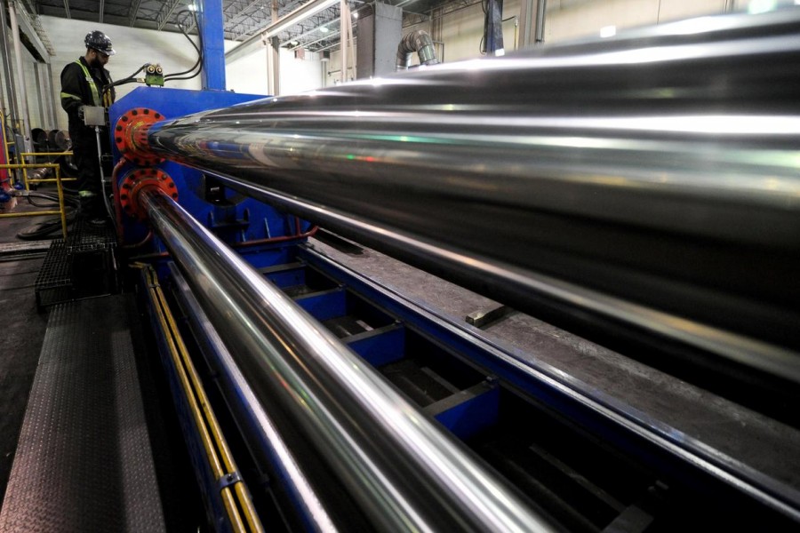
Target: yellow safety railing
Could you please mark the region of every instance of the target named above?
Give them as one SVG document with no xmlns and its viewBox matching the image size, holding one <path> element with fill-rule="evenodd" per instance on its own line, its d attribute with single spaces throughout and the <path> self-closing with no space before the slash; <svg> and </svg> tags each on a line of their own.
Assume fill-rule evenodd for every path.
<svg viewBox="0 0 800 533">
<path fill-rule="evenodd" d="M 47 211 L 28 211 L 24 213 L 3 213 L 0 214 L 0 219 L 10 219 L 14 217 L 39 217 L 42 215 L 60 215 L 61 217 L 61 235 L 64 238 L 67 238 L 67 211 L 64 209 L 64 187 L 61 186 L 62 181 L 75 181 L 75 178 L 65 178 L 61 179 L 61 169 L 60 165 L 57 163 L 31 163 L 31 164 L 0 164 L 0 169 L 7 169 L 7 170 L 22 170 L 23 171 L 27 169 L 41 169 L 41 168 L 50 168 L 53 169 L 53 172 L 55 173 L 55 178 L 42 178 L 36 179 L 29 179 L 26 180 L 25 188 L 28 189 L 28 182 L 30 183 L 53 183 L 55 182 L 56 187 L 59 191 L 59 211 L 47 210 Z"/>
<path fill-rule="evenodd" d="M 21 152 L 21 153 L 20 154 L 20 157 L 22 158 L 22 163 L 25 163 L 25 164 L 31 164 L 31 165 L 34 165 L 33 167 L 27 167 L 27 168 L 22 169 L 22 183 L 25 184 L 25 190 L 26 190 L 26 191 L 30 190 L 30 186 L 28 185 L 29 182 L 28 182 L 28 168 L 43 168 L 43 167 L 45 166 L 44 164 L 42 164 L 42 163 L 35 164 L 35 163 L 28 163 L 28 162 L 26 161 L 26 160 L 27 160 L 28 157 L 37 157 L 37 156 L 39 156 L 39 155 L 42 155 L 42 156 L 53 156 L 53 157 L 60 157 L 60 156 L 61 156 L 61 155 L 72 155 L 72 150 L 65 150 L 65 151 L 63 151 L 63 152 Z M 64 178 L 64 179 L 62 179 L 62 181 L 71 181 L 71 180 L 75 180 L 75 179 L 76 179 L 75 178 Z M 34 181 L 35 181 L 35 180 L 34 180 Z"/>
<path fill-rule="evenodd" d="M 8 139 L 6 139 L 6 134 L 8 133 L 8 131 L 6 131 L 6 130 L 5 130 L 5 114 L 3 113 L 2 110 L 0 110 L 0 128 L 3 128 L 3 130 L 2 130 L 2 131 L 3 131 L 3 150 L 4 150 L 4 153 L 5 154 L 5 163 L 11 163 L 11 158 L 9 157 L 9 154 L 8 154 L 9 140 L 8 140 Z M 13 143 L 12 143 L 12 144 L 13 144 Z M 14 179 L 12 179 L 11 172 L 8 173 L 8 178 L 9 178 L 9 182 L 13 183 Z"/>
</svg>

********

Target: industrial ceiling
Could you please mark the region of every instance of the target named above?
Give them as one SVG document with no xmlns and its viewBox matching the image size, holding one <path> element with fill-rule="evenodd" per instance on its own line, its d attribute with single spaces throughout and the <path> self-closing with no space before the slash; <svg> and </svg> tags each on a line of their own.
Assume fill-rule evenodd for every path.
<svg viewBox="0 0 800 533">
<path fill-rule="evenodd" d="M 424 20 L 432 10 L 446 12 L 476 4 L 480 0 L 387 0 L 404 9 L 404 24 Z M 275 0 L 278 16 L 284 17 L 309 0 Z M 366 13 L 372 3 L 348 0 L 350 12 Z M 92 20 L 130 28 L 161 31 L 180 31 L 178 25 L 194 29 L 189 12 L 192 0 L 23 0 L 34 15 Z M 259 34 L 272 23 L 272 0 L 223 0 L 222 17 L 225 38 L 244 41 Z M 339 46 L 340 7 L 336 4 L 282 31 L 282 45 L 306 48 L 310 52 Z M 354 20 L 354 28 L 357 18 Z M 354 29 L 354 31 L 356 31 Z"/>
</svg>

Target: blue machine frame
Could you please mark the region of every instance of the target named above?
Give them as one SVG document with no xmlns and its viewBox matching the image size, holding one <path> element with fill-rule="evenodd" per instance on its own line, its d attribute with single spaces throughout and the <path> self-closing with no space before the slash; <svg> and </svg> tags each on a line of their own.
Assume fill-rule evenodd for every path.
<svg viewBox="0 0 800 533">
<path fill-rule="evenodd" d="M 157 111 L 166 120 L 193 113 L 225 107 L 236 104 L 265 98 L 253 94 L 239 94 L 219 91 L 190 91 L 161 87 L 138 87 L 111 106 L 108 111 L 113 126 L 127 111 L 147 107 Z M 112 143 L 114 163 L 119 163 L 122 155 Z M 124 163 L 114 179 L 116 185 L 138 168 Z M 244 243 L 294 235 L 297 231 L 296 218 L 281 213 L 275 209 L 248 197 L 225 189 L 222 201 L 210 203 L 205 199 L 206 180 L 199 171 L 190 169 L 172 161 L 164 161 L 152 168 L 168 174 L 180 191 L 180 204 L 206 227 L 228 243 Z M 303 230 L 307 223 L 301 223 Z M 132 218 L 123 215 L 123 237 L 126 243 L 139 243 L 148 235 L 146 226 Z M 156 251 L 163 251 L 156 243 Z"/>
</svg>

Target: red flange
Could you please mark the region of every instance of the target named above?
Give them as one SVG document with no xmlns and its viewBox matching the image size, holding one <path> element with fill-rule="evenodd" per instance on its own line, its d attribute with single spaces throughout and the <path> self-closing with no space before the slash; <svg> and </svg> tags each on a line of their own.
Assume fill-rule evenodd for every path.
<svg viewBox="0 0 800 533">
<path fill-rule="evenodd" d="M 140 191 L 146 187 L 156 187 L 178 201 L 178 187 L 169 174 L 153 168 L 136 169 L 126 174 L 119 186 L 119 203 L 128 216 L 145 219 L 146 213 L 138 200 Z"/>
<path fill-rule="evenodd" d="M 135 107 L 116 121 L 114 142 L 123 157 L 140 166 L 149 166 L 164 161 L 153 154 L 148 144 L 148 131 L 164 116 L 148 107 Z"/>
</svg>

********

• **Brief**
Copy out the lines from the one containing "Target: yellow safety railing" through the one containing "47 211 L 28", both included, putting "barrier" in place of "railing" and leaving everything else as it is.

• **Written response**
Target: yellow safety barrier
Could you please mark the region of every instance of the target named above?
Give them as one SVG document with no xmlns and its viewBox matching the image size, holding one <path> element with fill-rule="evenodd" per instance on its own line, its d attribute with single spaces throughout and the <path> self-closing with no space before the slash; <svg> and </svg> tags each on a line of their own.
Assume fill-rule evenodd for every path.
<svg viewBox="0 0 800 533">
<path fill-rule="evenodd" d="M 47 211 L 28 211 L 24 213 L 3 213 L 0 214 L 0 219 L 10 219 L 14 217 L 39 217 L 42 215 L 60 215 L 61 217 L 61 235 L 64 238 L 67 238 L 67 211 L 64 209 L 64 187 L 61 186 L 62 181 L 75 181 L 75 178 L 65 178 L 61 179 L 61 169 L 60 165 L 57 163 L 31 163 L 31 164 L 0 164 L 0 169 L 7 169 L 7 170 L 22 170 L 23 171 L 27 169 L 41 169 L 41 168 L 50 168 L 53 169 L 53 172 L 55 173 L 55 178 L 42 178 L 36 179 L 29 179 L 26 180 L 25 188 L 28 189 L 28 182 L 30 183 L 53 183 L 55 182 L 56 187 L 59 191 L 59 211 L 47 210 Z"/>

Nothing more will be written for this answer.